──────── Supplied data

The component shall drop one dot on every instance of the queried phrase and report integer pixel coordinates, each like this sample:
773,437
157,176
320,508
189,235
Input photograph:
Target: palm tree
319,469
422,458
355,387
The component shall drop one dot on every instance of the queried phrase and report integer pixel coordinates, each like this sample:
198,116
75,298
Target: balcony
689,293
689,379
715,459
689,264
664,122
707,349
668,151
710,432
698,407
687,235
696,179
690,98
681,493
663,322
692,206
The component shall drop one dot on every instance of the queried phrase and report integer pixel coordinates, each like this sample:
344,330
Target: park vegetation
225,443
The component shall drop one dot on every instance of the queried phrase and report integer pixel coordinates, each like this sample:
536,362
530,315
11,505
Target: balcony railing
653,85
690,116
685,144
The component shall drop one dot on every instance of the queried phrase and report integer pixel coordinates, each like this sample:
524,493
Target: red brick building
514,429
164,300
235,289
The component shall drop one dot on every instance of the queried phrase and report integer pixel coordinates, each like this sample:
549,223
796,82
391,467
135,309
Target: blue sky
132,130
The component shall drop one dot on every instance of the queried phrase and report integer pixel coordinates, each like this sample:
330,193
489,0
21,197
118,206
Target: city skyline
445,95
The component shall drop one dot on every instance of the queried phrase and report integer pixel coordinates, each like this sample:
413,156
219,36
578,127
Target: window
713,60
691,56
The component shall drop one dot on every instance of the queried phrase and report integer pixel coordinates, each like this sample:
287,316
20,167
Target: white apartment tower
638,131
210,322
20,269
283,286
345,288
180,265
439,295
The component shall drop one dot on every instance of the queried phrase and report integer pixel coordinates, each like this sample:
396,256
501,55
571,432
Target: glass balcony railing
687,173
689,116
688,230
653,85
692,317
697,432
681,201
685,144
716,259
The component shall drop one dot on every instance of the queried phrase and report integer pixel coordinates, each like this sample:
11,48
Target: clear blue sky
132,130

────────────────

→ **Activity**: Print the material in full. Keep it exactly as it is.

→ **Written solution**:
The component shall drop one dot on every instance of the queried phrase and report integer pixel coordinates, each like this sample:
773,437
157,176
320,508
189,235
Input photograph:
Target: palm tree
319,469
422,458
355,387
The component shall drop one dot on every instance of the queried phrase and report integer pixel coordinates, each like this sample:
198,116
75,298
Target: balcony
689,293
689,379
715,459
689,264
664,122
707,349
668,151
710,432
698,407
687,235
696,179
690,98
681,493
663,322
692,206
The component shall drop one dot on every instance of the queried phrase and report integer pixel coordinates, each like this sample:
344,330
Target: park vegetation
225,443
The component shall drop one dot on every instance of the queried phrase and report integer pixel coordinates, each like this sample:
536,362
530,315
11,505
Target: balcony railing
653,85
690,116
685,144
The component shall drop one dot on every instance of the queried phrase and report integer pixel coordinates, each like this sample:
524,493
Target: red brick building
514,429
164,300
235,289
The component shall drop one dot on every instance of the queried phrase and report integer pixel coordinates, each like this sample:
549,223
796,82
391,467
135,309
Target: blue sky
132,130
The component shall drop one dot on every instance of the queried phrase and report integer pixel coordinates, each like this sample:
330,193
489,0
21,197
118,206
Target: city skyline
445,95
The component shall drop one dot on every instance of the queried phrase and report integer pixel coordinates, each like this sample:
413,156
219,36
578,127
Target: window
713,60
691,56
The component shall drop one dot on every instance of the queried phrase and report integer pixel coordinates, each like this sample:
287,316
20,167
Target: white apartment tower
638,131
210,322
20,269
283,286
345,288
180,265
439,295
The component shall drop one dot on every instance of the queried phrase and report integer pixel coordinates, each like this sample:
396,256
501,55
571,432
Target: glass balcony railing
687,173
689,116
688,230
653,85
692,317
697,432
681,201
685,144
716,259
The component shall drop one dot on every instance of the queried phrase and report integer pixel coordinates, each like this sample:
11,48
Target: clear blue sky
132,130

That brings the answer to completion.